[Rows from a dataset]
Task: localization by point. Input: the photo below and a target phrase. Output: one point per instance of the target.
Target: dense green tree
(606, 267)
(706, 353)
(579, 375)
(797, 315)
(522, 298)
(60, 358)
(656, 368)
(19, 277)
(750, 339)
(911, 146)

### GIVEN REQUEST
Copy all the lines of the records above, requests included, and shift every point coordinate in the answers by adding 148 to each of its two numbers.

### EXERCISE OUTPUT
Task: localization by point. Input: the photo below and a target phrase. Output: one point per instance of the target.
Target: dense green tree
(754, 415)
(854, 501)
(727, 523)
(945, 463)
(670, 446)
(208, 506)
(804, 516)
(167, 425)
(898, 487)
(1059, 294)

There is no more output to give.